• GIVEN EXERCISE: Copy the entries below word for word, starting at the line that contains "of the metal" and continuing through the last line of the entries.

• DATA LISTING:
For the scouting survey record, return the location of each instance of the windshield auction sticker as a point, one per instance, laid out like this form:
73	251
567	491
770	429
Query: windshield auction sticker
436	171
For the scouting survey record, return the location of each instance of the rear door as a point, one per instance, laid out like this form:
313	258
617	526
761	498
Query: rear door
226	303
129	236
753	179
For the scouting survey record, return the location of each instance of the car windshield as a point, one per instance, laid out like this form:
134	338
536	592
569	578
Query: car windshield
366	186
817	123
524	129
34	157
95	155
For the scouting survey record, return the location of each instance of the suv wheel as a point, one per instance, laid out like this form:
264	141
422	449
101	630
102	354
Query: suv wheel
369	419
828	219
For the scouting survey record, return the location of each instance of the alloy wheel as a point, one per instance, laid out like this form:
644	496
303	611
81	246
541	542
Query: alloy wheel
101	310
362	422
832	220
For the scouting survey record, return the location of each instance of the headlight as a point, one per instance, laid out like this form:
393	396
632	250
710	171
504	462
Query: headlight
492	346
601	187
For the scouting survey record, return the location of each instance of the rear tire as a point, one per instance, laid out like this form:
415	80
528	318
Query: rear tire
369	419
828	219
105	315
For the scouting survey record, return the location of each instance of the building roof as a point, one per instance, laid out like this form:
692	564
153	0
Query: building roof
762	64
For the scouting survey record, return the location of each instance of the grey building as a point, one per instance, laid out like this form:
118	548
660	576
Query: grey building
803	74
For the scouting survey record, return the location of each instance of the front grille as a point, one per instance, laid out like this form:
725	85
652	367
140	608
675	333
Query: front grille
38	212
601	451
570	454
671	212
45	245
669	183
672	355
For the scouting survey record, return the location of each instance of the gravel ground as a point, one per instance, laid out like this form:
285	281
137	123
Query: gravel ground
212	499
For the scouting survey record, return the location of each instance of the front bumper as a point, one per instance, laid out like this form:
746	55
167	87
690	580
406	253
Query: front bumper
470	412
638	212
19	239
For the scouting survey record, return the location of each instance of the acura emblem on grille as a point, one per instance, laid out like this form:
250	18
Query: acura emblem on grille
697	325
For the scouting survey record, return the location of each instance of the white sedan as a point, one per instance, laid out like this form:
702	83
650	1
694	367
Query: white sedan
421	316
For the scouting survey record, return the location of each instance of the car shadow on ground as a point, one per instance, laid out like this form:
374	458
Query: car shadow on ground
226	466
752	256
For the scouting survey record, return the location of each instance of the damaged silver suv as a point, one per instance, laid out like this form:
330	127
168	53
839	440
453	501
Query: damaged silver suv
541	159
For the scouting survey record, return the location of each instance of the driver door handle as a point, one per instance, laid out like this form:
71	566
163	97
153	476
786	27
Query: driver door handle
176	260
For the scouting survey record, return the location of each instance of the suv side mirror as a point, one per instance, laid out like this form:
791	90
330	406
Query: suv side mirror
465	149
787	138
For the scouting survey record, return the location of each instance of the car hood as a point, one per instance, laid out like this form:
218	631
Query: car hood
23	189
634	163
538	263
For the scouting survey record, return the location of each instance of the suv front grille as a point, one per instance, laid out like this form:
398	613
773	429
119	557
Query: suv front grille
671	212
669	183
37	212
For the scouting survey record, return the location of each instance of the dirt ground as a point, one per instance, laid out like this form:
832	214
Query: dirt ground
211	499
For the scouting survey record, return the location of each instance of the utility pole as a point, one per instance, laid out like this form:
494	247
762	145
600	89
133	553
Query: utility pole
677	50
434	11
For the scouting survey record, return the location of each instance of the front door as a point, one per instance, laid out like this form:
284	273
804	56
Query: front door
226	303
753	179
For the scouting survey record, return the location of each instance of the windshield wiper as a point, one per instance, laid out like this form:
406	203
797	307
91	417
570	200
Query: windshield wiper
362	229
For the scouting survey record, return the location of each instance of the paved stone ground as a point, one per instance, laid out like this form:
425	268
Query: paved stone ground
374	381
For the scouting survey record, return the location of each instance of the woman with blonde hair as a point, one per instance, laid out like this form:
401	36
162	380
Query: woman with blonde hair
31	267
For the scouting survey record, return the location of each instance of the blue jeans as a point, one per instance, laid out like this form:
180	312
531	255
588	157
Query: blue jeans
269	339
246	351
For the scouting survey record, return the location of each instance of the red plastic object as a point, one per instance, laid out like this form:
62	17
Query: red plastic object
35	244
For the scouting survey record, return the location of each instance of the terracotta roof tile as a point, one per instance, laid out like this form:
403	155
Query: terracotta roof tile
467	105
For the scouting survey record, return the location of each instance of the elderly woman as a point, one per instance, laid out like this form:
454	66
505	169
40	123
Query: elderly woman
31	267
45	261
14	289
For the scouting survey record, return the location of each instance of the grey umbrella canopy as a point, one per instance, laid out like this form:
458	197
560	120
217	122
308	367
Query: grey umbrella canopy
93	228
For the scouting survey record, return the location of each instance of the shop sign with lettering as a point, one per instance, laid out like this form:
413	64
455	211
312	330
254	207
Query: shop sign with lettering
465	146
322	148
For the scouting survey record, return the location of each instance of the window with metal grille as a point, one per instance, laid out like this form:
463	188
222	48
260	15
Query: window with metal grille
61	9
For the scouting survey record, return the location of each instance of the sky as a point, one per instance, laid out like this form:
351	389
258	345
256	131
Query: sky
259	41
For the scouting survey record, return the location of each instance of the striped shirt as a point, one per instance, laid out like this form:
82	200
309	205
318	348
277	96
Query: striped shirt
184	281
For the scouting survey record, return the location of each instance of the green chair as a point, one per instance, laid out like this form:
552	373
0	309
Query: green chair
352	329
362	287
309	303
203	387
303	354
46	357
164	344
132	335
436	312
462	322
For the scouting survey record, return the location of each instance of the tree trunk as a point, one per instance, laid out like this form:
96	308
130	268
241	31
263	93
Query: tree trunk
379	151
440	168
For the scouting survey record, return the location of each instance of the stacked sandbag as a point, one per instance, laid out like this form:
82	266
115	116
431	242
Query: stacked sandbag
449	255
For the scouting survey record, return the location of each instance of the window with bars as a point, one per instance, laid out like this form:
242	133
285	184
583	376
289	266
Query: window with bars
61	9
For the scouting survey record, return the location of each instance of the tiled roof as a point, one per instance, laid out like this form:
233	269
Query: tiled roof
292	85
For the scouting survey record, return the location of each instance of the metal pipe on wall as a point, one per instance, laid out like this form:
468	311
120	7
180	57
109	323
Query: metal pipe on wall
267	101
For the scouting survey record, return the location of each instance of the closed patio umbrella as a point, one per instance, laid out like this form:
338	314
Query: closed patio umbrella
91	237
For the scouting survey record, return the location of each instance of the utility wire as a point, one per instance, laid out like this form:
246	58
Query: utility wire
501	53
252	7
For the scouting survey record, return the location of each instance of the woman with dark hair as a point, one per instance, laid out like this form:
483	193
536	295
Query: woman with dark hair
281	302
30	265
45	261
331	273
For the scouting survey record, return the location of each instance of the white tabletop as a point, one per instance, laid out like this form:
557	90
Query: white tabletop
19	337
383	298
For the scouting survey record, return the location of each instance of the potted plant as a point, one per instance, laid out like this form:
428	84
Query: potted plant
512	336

• COMPLETE OUTPUT:
For the scouting survey record, return the location of each instance of the metal pipe on wall as a point, one per instance, laid out like this form:
468	311
120	7
180	57
109	323
Query: metal pipe on wall
267	101
For the scouting survey record, return the location of each instance of the closed patio umbrella as a point, one per instance, laid out like this form:
338	314
Query: closed patio umbrella
91	237
For the scouting survey record, return the location of each instance of the utility wire as a point, one per instance, laid out like this form:
246	58
Query: utility wire
501	53
252	7
For the scouting survey record, return the location of each instance of the woman with dark hair as a point, one per instance, laid out like this form:
483	193
536	295
Query: woman with dark hair
281	302
30	265
45	261
331	273
For the scouting survey record, return the location of each instance of the white tabletop as a point, one per instance, laid out like this form:
557	90
Query: white tabletop
19	337
383	298
For the scouting survey record, return the location of each instance of the potted plant as a point, one per instance, laid out like this form:
428	84
Query: potted plant
512	336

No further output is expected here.